[GIVEN REQUEST] In all the records, replace every "A formatted sample" with "Sample format" and give the lines again with nothing else changed. Leave the pictures out.

[DATA PROVIDED]
↓

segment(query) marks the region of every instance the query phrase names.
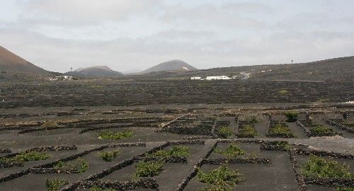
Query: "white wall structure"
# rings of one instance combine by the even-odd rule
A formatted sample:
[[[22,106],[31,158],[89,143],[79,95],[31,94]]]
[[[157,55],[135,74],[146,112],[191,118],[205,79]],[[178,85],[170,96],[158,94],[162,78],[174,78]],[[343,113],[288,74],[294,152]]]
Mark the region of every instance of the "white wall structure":
[[[227,76],[207,76],[206,80],[220,80],[220,79],[231,79]]]
[[[202,79],[202,77],[191,77],[190,79]]]
[[[241,76],[241,80],[246,80],[246,79],[249,79],[249,74],[244,72],[244,71],[241,72],[240,76]]]

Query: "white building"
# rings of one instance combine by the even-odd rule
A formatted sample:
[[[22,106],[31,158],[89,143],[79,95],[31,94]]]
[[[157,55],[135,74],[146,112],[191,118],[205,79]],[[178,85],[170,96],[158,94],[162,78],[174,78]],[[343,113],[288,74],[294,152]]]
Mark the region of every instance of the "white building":
[[[244,71],[241,72],[240,76],[241,80],[246,80],[249,79],[249,74],[246,73]]]
[[[72,80],[72,76],[59,76],[55,78],[50,79],[50,81],[59,81],[59,80]]]
[[[219,80],[219,79],[231,79],[227,76],[207,76],[206,80]]]
[[[190,79],[198,79],[198,80],[200,80],[200,79],[202,79],[202,77],[199,77],[199,76],[191,77]]]

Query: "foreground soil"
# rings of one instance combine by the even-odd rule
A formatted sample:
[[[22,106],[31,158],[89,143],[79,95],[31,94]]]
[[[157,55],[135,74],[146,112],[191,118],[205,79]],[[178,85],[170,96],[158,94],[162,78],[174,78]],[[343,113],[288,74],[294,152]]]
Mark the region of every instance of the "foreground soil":
[[[354,120],[352,105],[33,107],[3,108],[0,112],[0,161],[26,151],[50,155],[45,160],[21,166],[0,166],[0,190],[47,190],[47,179],[69,181],[60,190],[90,190],[93,185],[103,185],[118,190],[197,190],[207,186],[198,181],[197,169],[209,171],[223,165],[241,175],[243,181],[233,187],[234,190],[336,190],[338,184],[354,186],[354,180],[322,184],[324,180],[312,182],[299,173],[310,155],[348,164],[354,173],[354,134],[347,125]],[[290,112],[298,113],[297,121],[286,122],[284,114]],[[251,121],[257,134],[239,137],[240,124]],[[274,121],[283,122],[294,137],[272,135],[269,129]],[[309,136],[307,130],[311,127],[304,126],[305,121],[321,125],[336,134]],[[231,132],[227,137],[219,133],[225,127]],[[131,132],[132,136],[105,139],[98,135],[104,131]],[[270,147],[274,141],[285,141],[290,147]],[[246,154],[230,158],[215,152],[231,144],[238,145]],[[166,159],[159,175],[127,186],[137,183],[133,176],[135,166],[148,160],[147,154],[169,151],[177,145],[188,148],[190,155]],[[99,157],[103,152],[117,149],[120,153],[112,161]],[[54,168],[58,161],[77,158],[88,164],[83,173]]]

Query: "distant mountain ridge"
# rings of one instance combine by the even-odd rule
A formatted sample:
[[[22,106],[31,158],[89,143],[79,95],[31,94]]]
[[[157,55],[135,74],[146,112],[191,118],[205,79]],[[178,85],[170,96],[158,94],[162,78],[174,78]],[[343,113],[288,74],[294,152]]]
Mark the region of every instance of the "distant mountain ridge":
[[[144,74],[154,71],[193,71],[193,70],[197,70],[197,69],[183,61],[179,59],[173,59],[171,61],[168,61],[159,64],[154,66],[152,66],[140,72],[140,74]]]
[[[0,46],[0,71],[12,73],[51,74],[50,71],[35,66],[1,46]]]
[[[106,66],[95,66],[86,68],[79,68],[74,71],[65,73],[67,75],[87,77],[119,77],[123,74],[112,70]]]

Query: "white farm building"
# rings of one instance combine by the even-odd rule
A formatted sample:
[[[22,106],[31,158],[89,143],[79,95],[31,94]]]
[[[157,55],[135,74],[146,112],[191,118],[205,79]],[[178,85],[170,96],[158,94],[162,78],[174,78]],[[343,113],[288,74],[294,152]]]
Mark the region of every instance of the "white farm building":
[[[207,76],[206,80],[219,80],[219,79],[231,79],[227,76]]]
[[[200,80],[200,79],[202,79],[202,77],[198,77],[198,76],[197,76],[197,77],[191,77],[190,79],[198,79],[198,80]]]

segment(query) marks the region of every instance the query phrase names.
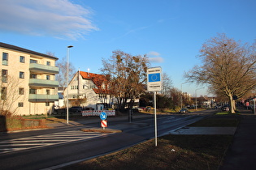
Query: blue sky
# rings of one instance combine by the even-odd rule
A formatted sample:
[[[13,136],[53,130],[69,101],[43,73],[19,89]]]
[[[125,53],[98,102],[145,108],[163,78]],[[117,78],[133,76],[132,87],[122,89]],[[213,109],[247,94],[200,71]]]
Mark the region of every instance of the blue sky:
[[[253,43],[254,0],[1,0],[0,40],[66,57],[76,70],[100,74],[102,58],[119,49],[147,54],[180,89],[206,40],[225,33]],[[182,90],[195,95],[195,84]],[[197,91],[207,95],[207,88]]]

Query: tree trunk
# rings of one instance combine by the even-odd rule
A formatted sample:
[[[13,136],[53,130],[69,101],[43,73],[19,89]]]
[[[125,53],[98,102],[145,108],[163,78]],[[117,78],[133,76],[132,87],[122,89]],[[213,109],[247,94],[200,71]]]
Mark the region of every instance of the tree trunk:
[[[235,100],[233,100],[233,97],[232,95],[229,95],[229,103],[230,103],[230,113],[236,113]]]

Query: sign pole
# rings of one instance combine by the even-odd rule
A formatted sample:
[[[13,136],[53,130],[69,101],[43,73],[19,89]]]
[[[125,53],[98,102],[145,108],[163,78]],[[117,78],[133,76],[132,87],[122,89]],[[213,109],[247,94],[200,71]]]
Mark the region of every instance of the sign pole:
[[[154,91],[154,143],[155,147],[158,147],[158,128],[157,128],[157,117],[156,117],[156,91]]]
[[[158,128],[156,115],[156,93],[162,91],[162,68],[153,67],[147,70],[147,89],[149,91],[154,91],[154,140],[155,147],[158,146]]]

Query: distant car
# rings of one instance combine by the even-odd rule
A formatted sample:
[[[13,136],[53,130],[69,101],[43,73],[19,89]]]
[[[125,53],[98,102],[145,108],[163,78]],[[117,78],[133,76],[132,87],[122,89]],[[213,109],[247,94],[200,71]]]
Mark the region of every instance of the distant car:
[[[138,107],[137,108],[138,108],[139,112],[145,111],[145,107]]]
[[[189,111],[188,108],[181,108],[181,109],[179,111],[179,113],[189,113]]]
[[[228,108],[228,106],[223,106],[221,108],[221,110],[222,111],[229,111],[229,108]]]
[[[70,108],[68,110],[73,113],[80,113],[82,111],[82,108],[79,106],[73,106]]]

↑

[TASK SOLUTION]
segment(query) marks the region of every instance the query phrase names.
Query: "white wall structure"
# rings of one instance combine by the even-odd rule
Sample format:
[[[22,106],[31,158],[89,143],[79,95],[31,94]]]
[[[157,55],[135,74],[146,112],[191,118],[205,79]],[[178,85],[170,96],[158,94],[162,78],[174,78]],[[343,113],[288,74],[294,152]]]
Mark the region of every instance of the "white wall structure":
[[[227,76],[207,76],[206,80],[220,80],[220,79],[231,79]]]
[[[202,79],[202,77],[191,77],[190,79]]]
[[[241,76],[241,80],[246,80],[246,79],[249,79],[249,74],[244,72],[244,71],[241,72],[240,76]]]

Query: "white building"
# rings of one instance combine by the even-odd rule
Sample format:
[[[22,106],[31,158],[89,143],[79,95],[31,94]]]
[[[157,55],[135,74],[146,112],[191,118],[205,79]],[[178,85],[170,96],[158,94],[162,78],[174,78]],[[343,113],[288,74],[294,152]]]
Mark the region of every instance of the "white building":
[[[244,71],[241,72],[240,76],[241,80],[246,80],[249,79],[249,74],[246,73]]]
[[[72,80],[72,76],[59,76],[55,78],[50,79],[50,81],[59,81],[59,80]]]
[[[219,80],[219,79],[231,79],[227,76],[207,76],[206,80]]]
[[[190,79],[198,79],[198,80],[200,80],[200,79],[202,79],[202,77],[199,77],[199,76],[191,77]]]

Query: "foreground soil"
# rings of one instance combine by the even-odd rule
Sample format:
[[[22,106],[31,158],[89,143],[79,95],[31,94]]]
[[[157,55],[135,74],[146,112],[191,118],[205,79]],[[178,85],[170,96],[158,94],[162,78],[174,78]],[[343,113],[288,74],[294,152]]]
Mark the region of every instance of the "foreground soil":
[[[354,120],[352,105],[33,107],[3,108],[0,112],[0,161],[26,151],[50,155],[45,160],[21,166],[0,166],[0,190],[47,190],[47,179],[69,181],[60,190],[90,190],[93,185],[103,185],[118,190],[197,190],[207,186],[198,181],[197,169],[209,171],[223,165],[241,175],[243,181],[233,187],[234,190],[336,190],[338,184],[354,186],[354,180],[322,184],[324,180],[312,182],[299,173],[310,155],[348,164],[354,173],[354,134],[347,125]],[[290,112],[298,113],[297,121],[286,122],[284,114]],[[251,121],[257,134],[239,137],[240,124]],[[274,121],[283,122],[294,137],[272,135],[269,129]],[[309,136],[307,130],[311,127],[304,126],[305,121],[321,125],[336,134]],[[231,132],[227,137],[219,133],[225,127]],[[131,132],[132,136],[105,139],[98,135],[104,131]],[[270,147],[274,141],[285,141],[290,147]],[[246,154],[230,158],[215,152],[231,144],[238,145]],[[166,159],[159,175],[127,186],[137,183],[133,176],[135,166],[148,160],[147,154],[169,151],[177,145],[188,148],[190,155]],[[99,157],[103,152],[117,149],[120,153],[112,161]],[[54,168],[58,161],[77,158],[88,164],[83,173]]]

Query: "distant mountain ridge"
# rings of one instance combine by the even-odd rule
Sample format:
[[[22,106],[31,158],[89,143],[79,95],[31,94]]]
[[[157,55],[135,74],[146,112],[191,118],[205,79]],[[178,85],[170,96],[158,94],[162,78],[174,78]],[[343,113],[288,74],[294,152]]]
Mark the region of every instance of the "distant mountain ridge":
[[[144,74],[154,71],[193,71],[193,70],[197,70],[197,69],[183,61],[179,59],[173,59],[171,61],[168,61],[159,64],[154,66],[152,66],[140,72],[140,74]]]
[[[0,46],[0,71],[12,73],[51,74],[50,71],[35,66],[1,46]]]
[[[106,66],[95,66],[86,68],[79,68],[74,71],[65,73],[67,75],[87,77],[119,77],[123,74],[112,70]]]

Query: "white farm building"
# rings of one instance combine by the even-odd rule
Sample format:
[[[22,106],[31,158],[89,143],[79,95],[31,94]]]
[[[157,55],[135,74],[146,112],[191,118],[205,79]],[[178,85],[170,96],[158,94],[162,78],[174,78]],[[343,113],[288,74],[294,152]]]
Mark the region of every instance of the "white farm building":
[[[207,76],[206,80],[219,80],[219,79],[231,79],[227,76]]]
[[[200,80],[200,79],[202,79],[202,77],[198,77],[198,76],[197,76],[197,77],[191,77],[190,79],[198,79],[198,80]]]

segment(query) marks the region of every instance the query phrase names.
Query: blue sky
# rings of one instance combine by the even-odd rule
Sample format:
[[[13,136],[53,130],[69,101],[43,73],[19,89]]]
[[[125,53],[98,102],[145,108],[163,78]],[[117,78],[133,76],[132,87],[122,89]],[[213,109],[247,94],[200,71]]]
Mark the region of every instance of the blue sky:
[[[253,43],[254,0],[1,0],[0,40],[66,57],[76,70],[100,74],[102,58],[119,49],[147,54],[180,89],[206,40],[225,33]],[[182,90],[195,95],[195,84]],[[197,91],[207,95],[207,88]]]

Query: tree trunk
# rings of one instance combine by the even-odd rule
Sample format:
[[[13,136],[53,130],[69,101],[43,73],[19,89]]]
[[[125,53],[98,102],[145,108],[163,78]],[[117,78],[133,76],[132,87],[122,89]],[[213,109],[247,94],[200,71]]]
Mark the region of every instance of the tree trunk:
[[[235,100],[233,100],[233,97],[232,95],[229,95],[229,103],[230,103],[230,113],[236,113]]]

Query: sign pole
# rings of one instance combine by the even-odd rule
Sample format:
[[[13,136],[53,130],[69,101],[43,73],[19,89]]]
[[[125,53],[98,102],[145,108],[163,78]],[[117,78],[133,76],[132,87],[122,89]],[[213,109],[247,94],[200,71]]]
Mark the region of every instance of the sign pole:
[[[154,91],[154,143],[155,147],[158,147],[158,128],[157,128],[157,117],[156,117],[156,91]]]
[[[158,128],[156,115],[156,93],[162,91],[162,68],[153,67],[147,70],[147,89],[149,91],[154,91],[154,140],[155,147],[158,146]]]

Query: distant car
# rings of one instance combine by the even-odd rule
Sample format:
[[[13,136],[53,130],[69,101],[43,73],[19,89]]]
[[[125,53],[98,102],[145,108],[163,78]],[[117,78],[133,76],[132,87],[122,89]],[[213,109],[247,94],[200,71]]]
Mark the region of every instance of the distant car:
[[[138,107],[137,108],[138,108],[139,112],[145,111],[145,107]]]
[[[189,111],[188,108],[181,108],[181,109],[179,111],[179,113],[189,113]]]
[[[228,108],[228,106],[223,106],[221,108],[221,110],[222,111],[229,111],[229,108]]]
[[[70,108],[68,110],[73,113],[80,113],[82,111],[82,108],[79,106],[73,106]]]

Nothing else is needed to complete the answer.